▶ Study text:

By MIKE CORN

mcorn@dailynews.net

The wildlife rehabilitation business is alive and well, but much slower than normal.

Exactly why is uncertain.

"Maybe the leave-it-alone message is getting out there," said Capt. Mel Madorin, regional supervisor for the Kansas Department of Wildlife and Parks' western region.

On the flip side, however, veterinarian Jessica Braun -- one of two licensed rehabilitators in the area -- said she's hearing a stricter message.

People are telling her when they call KDWP, they're being told there are no licensed rehabilitators in the area.

"I think I've had as much from Wichita this year as I've had from around here," Braun said.

Braun and Hill City resident Carrie Newell are the primary wildlife rehabilitators in northwest Kansas, and both have federal rehabilitation permits.

So far, Braun said, it's been a relatively slow year.

"I think wildlife and parks is telling people to leave them, let nature take its course," she said.

But how many people are willing to stand idly by and watch an animal die, she wonders. And without someone to properly rehabilitate the animal, Braun said, it could be a recipe for a disaster.

She pointed to the problem of a deer, and what could happen when it grows up and tries to mate with the person who sought to tame it.

Or worse yet, Braun said it could be a case of rehabilitating raccoons, which could pass along ailments that could cause serious health problems.

So far this year, Braun has gotten robins and a goose from people in Wichita, who were willing to drive more than three hours to drop off the animals.

"They are down from last year," she said of the overall number of animals brought in. "We haven't had any baby skunks.

"I think things are later this year."

She's only received two deer. Both of them, Braun said, from Ellis County and will be released back into the wild here.

KDWP has specifically targeted rehabilitation of deer, hoping to slow the movement of the animals -- given the danger from chronic wasting disease.

Madorin is especially sensitive about gathering up apparently abandoned fawns, in part because of the threat of spreading CWD.

But he also knows a fawn is left behind by its mother, and checked upon during the day.

"Absolutely," he said of leaving animals where they are. "Without any question, the animals need to be left where they're at. Animals need to be left in the wild."

[Natural-language descriptions of regions]
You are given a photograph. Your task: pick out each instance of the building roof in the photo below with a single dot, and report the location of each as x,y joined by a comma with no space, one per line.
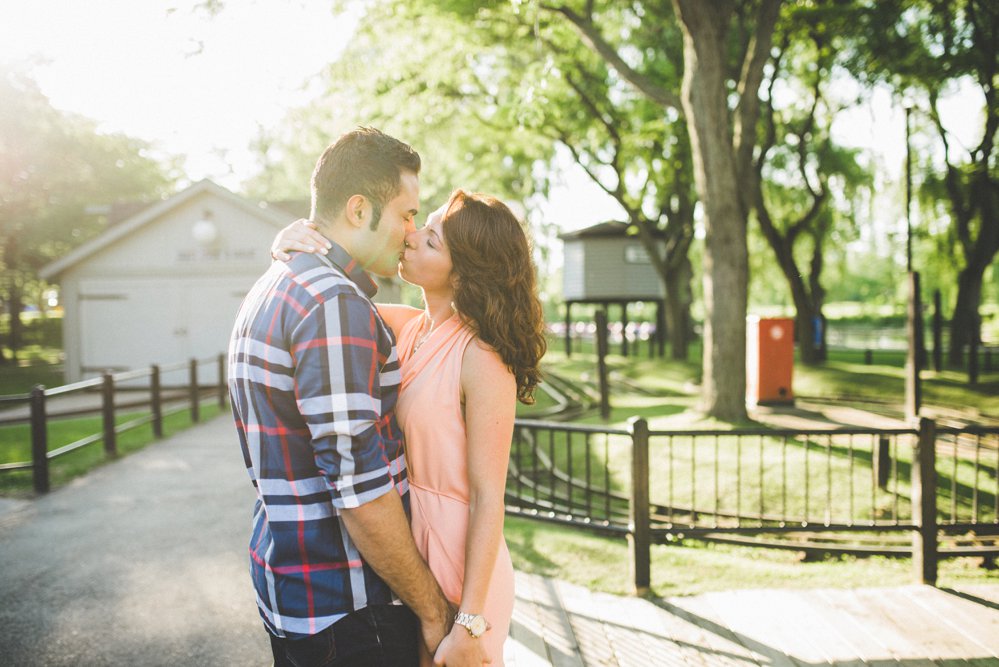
609,229
149,213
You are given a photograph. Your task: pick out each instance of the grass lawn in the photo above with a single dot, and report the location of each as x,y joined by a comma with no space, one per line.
663,391
41,366
601,563
15,445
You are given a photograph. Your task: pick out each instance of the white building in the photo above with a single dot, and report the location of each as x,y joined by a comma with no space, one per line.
164,285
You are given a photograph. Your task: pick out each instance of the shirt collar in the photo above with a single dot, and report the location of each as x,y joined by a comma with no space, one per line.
342,260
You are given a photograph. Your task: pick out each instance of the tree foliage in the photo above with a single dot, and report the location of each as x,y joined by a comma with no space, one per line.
53,166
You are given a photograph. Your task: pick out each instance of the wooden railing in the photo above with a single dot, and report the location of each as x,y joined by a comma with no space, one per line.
855,491
161,402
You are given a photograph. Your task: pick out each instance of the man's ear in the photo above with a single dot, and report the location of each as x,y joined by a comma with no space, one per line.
357,210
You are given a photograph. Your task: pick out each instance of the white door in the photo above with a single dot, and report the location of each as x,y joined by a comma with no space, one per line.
129,324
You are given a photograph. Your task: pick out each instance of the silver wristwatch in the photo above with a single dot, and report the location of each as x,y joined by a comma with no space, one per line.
476,624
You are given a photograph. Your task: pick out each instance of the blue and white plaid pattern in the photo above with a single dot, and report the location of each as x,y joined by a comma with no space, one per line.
314,378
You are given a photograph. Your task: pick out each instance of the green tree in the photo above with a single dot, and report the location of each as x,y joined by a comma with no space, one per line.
53,166
797,160
923,48
725,47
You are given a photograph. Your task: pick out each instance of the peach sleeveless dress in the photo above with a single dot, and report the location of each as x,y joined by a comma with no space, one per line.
430,413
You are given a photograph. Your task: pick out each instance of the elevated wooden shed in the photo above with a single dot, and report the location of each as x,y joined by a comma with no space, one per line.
605,265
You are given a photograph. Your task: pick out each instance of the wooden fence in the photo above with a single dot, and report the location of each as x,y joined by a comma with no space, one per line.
916,492
161,402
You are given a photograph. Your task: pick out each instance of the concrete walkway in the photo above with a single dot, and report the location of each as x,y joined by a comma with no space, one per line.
143,562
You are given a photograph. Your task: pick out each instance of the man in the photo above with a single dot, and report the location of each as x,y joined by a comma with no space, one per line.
314,377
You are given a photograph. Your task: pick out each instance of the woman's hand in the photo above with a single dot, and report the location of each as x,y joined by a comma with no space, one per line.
301,235
460,649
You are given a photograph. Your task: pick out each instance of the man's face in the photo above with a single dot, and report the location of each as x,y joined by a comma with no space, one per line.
379,249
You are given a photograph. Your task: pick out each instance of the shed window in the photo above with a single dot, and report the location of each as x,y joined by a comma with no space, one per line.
635,253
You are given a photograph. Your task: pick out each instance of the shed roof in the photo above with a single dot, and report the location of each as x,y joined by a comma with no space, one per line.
146,215
609,229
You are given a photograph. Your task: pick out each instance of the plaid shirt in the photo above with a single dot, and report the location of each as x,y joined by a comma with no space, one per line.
314,378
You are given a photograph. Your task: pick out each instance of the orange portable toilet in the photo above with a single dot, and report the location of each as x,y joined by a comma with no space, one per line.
769,360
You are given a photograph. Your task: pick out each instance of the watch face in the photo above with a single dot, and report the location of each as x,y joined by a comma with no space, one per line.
477,626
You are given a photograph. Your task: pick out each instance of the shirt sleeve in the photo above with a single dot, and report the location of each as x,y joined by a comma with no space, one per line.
337,389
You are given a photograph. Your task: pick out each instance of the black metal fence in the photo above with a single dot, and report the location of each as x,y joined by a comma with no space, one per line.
117,391
915,492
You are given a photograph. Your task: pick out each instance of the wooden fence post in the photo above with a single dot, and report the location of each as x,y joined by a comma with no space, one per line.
937,332
973,344
924,504
601,321
223,387
157,401
107,414
639,533
568,329
39,440
193,391
882,461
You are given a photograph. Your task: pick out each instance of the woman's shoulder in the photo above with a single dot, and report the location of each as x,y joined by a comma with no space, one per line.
482,363
397,315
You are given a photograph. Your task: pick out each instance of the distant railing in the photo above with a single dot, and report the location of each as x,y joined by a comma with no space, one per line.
765,487
161,402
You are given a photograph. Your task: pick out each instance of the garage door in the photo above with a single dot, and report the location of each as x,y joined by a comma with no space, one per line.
135,323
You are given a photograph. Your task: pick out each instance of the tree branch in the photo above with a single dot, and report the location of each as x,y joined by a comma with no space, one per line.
747,110
591,36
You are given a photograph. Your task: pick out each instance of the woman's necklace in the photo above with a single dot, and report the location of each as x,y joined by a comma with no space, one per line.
429,327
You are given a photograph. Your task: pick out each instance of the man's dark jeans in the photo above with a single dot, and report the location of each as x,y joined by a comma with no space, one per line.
379,636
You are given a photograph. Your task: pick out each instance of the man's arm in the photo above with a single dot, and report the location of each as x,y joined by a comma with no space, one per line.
381,533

▶ What to produce: Revise the stretch of the wildlife rehabilitation article from "So far, Braun" through "serious health problems.", putting "opossums" in place of "raccoons". The records are separate material that has nothing to do with the text.

▶ Answer to this exercise:
So far, Braun said, it's been a relatively slow year.

"I think wildlife and parks is telling people to leave them, let nature take its course," she said.

But how many people are willing to stand idly by and watch an animal die, she wonders. And without someone to properly rehabilitate the animal, Braun said, it could be a recipe for a disaster.

She pointed to the problem of a deer, and what could happen when it grows up and tries to mate with the person who sought to tame it.

Or worse yet, Braun said it could be a case of rehabilitating opossums, which could pass along ailments that could cause serious health problems.